Output every line of the records below as a JSON array of strings, one string per line, with blank lines omitted and the pictures excluded.

--- BEGIN MATERIAL SHOWN ---

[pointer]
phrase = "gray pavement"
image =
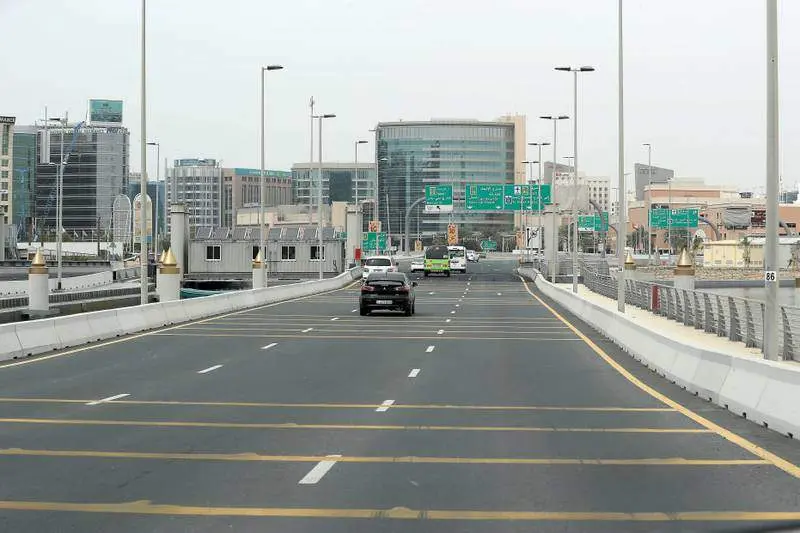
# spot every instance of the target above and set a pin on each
(483, 412)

--- END MATERIAL SHOWN ---

### EXERCISE ANSWER
[
  "[pointer]",
  "phrase = \"gray pavement\"",
  "image =",
  "# spot every instance of the target above and set a pin on each",
  "(483, 412)"
]